§ Records supplied

---

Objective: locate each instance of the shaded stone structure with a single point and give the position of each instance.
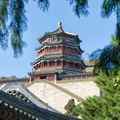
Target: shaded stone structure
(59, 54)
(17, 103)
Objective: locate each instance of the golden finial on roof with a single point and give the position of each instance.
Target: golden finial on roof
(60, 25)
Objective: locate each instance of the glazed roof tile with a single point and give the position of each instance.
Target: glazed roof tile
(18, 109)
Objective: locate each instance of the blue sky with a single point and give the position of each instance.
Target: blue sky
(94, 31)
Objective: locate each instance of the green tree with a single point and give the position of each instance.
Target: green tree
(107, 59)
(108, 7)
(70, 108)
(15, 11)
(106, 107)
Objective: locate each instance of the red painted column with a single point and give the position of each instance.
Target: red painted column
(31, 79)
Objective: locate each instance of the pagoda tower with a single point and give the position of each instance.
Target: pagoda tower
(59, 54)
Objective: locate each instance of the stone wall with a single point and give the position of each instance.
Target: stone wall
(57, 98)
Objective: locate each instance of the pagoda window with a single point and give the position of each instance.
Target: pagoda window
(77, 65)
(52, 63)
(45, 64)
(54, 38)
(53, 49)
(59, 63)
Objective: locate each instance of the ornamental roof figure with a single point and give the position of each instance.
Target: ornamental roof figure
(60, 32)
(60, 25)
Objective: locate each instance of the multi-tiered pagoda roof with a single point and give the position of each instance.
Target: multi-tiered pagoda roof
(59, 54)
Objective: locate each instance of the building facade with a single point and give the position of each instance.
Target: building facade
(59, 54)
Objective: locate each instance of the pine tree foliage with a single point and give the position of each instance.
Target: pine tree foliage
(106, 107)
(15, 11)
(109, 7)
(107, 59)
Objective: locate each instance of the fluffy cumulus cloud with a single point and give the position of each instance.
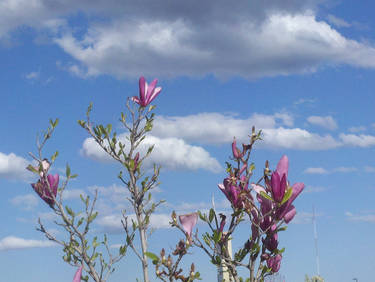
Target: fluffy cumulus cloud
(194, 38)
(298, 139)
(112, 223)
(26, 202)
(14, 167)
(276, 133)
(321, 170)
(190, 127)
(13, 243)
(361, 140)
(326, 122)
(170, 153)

---

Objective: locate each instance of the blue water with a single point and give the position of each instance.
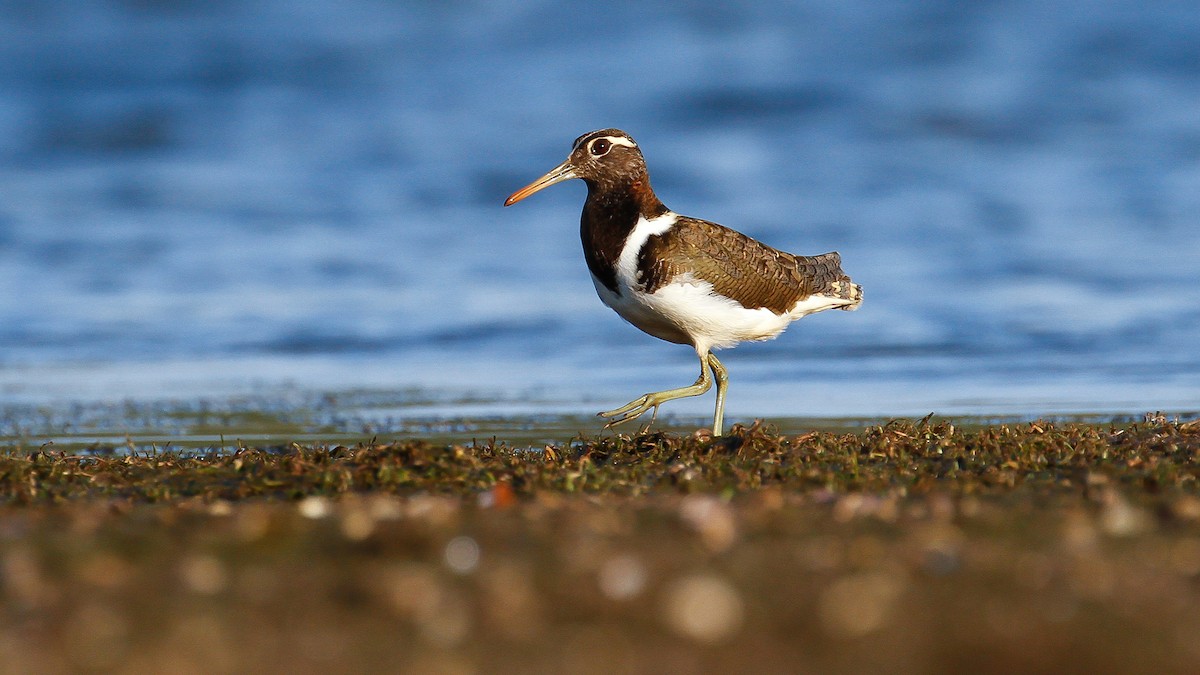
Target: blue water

---

Please list every line of the records above that contains the word "facade", matching its case exactly.

Objective: locate each instance of the building facade with a single point and give the position of each instance.
Target: building facade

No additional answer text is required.